• 所给文本:
■ ■ ■ ■

Shapefile文件编辑.py

# 下载数据
"""
import urllib.request
import urllib.error

url = "http://git.io/vLbU4"
fileName = "./MSCities_Geo_Pts.zip"
print(urllib.request.urlretrieve(url, fileName))
"""
# 解压数据
"""
import zipfile
zip = open("./MSCities_Geo_Pts.zip", "rb")
zipShape = zipfile.ZipFile(zip)
for fileName in zipShape.namelist():
    print(fileName)
    out = open(fileName, "wb")
    out.write(zipShape.read(fileName))
    out.close()
"""
# 这里因为处理的数据至少包括.shp和.dbf等多种文件类型，所以不包含文件的扩展名的基础文件名才能满足实际需求
# 注意:建议使用扩展名，PyShp库会自动忽略并只使用不带扩展的文件名
# 如果基础文件名中带有"."例如"shapefile.version.1.2.",PyShp库会尝试将".2."作为该文件的扩展名，这样将会导致无法打开此shapefile文件
# 所以如果基础文件名中含有"."，最好使用文件扩展名
import shapefile

print("======== Shapefile文件访问 ========")
"""
shapefile_data = shapefile.Reader("MSCities_Geo_Pts")
# Shapefile文件元数据信息
print(shapefile_data)
# 可以获取一些相关的地理空间信息
# 边框信息存放在bbox属性中，返回一个包含最小值x,最小值y,最大值x,最大值y的list对象
print("Shapefile文件的边框:", shapefile_data.bbox)

■ ■ ■ ■

• 题目 a:
数一数下面列表中有多少行含有字符串“cloud”，只写出这个数字。
上面的 Shapefile 文件编辑代码与下面的列表出自不同来源，二者互不相关。

■ ■ ■ ■

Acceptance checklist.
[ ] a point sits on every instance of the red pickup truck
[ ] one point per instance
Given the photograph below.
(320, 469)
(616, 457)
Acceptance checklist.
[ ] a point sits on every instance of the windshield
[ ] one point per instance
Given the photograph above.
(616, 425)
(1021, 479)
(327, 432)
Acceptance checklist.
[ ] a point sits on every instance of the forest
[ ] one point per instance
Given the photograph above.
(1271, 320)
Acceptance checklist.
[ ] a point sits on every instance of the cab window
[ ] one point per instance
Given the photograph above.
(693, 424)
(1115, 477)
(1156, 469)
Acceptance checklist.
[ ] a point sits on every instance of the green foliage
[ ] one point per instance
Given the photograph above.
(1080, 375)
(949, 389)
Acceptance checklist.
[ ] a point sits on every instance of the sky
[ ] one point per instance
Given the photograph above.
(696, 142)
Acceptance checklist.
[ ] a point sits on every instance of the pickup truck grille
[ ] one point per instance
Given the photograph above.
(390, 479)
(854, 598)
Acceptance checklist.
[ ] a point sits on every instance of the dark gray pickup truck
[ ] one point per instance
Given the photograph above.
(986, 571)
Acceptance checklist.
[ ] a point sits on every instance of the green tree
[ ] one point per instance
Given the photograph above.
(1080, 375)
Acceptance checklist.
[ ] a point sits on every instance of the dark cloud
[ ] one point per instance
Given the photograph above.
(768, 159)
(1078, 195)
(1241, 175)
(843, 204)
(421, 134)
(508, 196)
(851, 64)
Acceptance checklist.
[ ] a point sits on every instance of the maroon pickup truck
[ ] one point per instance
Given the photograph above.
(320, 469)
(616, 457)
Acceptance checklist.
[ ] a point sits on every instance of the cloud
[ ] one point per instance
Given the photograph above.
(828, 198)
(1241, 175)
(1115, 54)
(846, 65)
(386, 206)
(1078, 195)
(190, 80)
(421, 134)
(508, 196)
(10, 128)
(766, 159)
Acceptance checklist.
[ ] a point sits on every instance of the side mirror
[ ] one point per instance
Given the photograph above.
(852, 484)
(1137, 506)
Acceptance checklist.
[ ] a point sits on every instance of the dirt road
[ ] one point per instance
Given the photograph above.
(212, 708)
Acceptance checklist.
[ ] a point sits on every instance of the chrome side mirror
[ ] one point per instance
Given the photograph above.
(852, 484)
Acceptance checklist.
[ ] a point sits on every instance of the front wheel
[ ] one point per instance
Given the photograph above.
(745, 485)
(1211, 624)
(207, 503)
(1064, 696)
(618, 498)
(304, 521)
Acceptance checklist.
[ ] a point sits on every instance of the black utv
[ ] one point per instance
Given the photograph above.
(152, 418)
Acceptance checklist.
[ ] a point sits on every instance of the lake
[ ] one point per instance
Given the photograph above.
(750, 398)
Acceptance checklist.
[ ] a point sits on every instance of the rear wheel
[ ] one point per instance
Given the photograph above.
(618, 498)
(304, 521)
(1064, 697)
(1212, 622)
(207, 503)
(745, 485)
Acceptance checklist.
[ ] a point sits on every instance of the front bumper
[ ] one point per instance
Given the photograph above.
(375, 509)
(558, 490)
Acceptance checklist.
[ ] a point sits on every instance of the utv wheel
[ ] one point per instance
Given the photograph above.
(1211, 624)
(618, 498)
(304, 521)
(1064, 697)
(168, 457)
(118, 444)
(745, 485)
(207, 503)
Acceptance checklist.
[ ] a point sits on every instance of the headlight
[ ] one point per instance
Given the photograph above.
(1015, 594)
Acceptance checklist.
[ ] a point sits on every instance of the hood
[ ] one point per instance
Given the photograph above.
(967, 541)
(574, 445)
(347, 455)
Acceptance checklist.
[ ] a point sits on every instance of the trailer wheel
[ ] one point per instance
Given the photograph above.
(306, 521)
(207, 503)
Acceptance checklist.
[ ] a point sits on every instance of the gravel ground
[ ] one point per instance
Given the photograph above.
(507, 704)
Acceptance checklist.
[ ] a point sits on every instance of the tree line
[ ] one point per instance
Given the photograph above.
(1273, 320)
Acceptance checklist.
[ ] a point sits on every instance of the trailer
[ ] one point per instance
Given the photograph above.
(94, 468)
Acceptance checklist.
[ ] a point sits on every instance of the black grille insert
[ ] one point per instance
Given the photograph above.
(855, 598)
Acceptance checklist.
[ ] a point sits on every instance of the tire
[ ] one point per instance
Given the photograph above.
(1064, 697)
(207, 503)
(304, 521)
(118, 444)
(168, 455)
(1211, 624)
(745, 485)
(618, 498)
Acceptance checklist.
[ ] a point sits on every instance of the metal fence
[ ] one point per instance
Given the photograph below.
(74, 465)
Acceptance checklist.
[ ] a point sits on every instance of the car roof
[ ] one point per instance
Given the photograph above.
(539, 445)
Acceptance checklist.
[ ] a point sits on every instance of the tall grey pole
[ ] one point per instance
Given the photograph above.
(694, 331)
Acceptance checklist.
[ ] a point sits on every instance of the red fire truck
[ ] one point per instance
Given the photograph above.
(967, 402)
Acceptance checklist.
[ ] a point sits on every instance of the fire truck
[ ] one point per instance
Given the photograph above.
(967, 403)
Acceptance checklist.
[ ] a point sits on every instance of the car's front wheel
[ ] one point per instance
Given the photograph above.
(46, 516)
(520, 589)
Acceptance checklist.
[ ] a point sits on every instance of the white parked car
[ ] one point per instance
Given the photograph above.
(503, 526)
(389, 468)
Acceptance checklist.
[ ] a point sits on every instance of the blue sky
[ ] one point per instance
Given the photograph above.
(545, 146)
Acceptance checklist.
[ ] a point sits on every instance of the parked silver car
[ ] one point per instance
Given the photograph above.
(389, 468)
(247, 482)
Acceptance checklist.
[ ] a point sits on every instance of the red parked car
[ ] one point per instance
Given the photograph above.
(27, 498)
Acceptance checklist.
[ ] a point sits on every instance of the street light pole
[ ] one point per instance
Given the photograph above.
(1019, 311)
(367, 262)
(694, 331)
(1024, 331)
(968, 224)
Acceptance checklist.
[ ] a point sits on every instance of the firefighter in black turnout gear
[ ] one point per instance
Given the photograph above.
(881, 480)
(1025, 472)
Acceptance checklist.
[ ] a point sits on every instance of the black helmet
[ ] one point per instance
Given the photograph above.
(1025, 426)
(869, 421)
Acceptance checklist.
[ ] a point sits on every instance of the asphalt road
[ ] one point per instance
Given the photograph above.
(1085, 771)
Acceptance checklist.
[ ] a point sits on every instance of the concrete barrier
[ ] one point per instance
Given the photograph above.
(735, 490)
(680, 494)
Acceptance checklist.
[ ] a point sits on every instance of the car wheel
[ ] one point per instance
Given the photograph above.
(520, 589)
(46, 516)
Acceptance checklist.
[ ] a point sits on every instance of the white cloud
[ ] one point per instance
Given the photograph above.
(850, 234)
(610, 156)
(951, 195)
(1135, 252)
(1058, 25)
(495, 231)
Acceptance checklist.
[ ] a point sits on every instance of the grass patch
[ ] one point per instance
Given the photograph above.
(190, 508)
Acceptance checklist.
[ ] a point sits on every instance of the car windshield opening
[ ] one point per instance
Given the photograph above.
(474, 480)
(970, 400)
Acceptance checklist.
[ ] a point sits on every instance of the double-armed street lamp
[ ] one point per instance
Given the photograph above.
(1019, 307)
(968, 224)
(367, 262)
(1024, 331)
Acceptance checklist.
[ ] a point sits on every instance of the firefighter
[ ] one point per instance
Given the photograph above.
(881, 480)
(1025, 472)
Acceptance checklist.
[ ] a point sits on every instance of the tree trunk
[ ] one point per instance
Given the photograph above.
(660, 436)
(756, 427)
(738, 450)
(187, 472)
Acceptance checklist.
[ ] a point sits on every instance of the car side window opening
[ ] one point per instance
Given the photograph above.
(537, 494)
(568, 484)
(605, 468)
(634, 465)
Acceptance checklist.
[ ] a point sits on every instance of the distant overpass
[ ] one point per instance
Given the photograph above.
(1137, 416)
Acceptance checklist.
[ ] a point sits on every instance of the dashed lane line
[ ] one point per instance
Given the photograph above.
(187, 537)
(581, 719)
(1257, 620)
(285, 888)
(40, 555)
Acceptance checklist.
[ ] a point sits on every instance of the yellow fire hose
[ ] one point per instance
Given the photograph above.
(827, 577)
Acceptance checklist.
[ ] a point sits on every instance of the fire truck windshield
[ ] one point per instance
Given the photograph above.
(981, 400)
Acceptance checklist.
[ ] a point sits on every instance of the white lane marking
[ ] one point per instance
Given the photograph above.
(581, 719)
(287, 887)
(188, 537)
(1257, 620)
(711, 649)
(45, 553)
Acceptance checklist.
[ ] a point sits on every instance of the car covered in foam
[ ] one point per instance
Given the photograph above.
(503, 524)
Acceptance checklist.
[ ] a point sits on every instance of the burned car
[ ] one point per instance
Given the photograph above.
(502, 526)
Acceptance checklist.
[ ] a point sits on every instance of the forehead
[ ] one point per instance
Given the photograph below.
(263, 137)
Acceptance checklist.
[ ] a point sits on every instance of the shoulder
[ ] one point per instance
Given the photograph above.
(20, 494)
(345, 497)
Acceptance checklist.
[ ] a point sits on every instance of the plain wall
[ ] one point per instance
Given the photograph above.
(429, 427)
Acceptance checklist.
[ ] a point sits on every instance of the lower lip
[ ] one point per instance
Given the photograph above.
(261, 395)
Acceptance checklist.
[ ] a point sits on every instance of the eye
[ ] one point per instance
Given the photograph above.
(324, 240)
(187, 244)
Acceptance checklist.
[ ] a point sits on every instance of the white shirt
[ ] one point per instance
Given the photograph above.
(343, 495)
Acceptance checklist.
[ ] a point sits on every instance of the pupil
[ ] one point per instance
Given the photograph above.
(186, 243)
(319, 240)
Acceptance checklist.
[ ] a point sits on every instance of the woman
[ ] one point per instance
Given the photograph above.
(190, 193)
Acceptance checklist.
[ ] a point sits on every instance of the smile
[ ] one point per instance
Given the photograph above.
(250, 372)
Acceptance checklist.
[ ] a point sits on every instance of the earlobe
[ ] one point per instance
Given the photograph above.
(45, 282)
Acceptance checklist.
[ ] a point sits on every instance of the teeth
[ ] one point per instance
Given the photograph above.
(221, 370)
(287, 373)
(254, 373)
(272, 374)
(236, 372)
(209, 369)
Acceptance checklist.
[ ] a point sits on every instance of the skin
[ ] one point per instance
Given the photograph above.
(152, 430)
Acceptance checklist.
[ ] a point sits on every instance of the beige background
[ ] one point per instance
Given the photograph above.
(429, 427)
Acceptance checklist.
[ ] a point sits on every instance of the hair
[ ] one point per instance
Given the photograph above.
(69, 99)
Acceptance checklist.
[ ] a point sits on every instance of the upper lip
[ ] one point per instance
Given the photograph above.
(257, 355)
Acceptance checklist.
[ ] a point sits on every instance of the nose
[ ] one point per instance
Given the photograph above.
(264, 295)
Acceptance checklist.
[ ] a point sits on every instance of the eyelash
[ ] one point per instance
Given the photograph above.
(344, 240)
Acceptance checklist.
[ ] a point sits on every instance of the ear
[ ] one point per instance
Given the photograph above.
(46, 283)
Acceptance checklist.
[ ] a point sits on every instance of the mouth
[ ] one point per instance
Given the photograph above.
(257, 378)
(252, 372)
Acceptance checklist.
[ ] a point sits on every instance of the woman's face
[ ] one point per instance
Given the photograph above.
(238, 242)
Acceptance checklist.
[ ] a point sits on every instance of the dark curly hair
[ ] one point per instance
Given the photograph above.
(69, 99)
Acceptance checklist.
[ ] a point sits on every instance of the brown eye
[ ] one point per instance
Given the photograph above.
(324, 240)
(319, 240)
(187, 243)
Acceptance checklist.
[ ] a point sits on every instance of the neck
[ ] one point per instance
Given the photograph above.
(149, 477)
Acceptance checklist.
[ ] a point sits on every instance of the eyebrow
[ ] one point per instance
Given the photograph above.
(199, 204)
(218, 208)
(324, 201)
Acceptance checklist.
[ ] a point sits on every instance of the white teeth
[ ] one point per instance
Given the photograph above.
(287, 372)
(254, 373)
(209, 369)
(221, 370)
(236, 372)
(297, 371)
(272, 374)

■ ■ ■ ■

• 题目 b:
接续上方的 Shapefile 文件编辑代码，从它的最后一行之后往下写。

• 作答 a:
3

• 作答 b:
# 1代表点，3代表线，5代表多边形
print("Shapefile文件的几何形状类型：", shapefile_data.shapeType)
# 每条记录都有相关的dbf记录信息
print("Shapefile文件的记录总数：", shapefile_data.numRecords)
print("Shapefile文件的编码：", shapefile_data.encoding)
print("Shapefile文件的encodingErrors：", shapefile_data.encodingErrors)
print("Shapefile文件的字段属性：", shapefile_data.fields)
print("Shapefile文件的mbox：", shapefile_data.mbox)
print("Shapefile文件的numShapes：", shapefile_data.numShapes)
print("Shapefile文件的名称：", shapefile_data.shapeName)
print("Shapefile文件的shpLength：", shapefile_data.shpLength)
print("Shapefile文件的shp对象：", shapefile_data.shp)
print("Shapefile文件的shx对象：", shapefile_data.shx)
print("Shapefile文件的dbf文件对象：", shapefile_data.dbf)
"""

print("======== Shapefile文件属性读取 ========")
"""
for data in shapefile_data.fields:
    print(data)
print("==================")
"""
# 单纯获取字段名而不包括其他元数据信息，可以使用列表推导式
"""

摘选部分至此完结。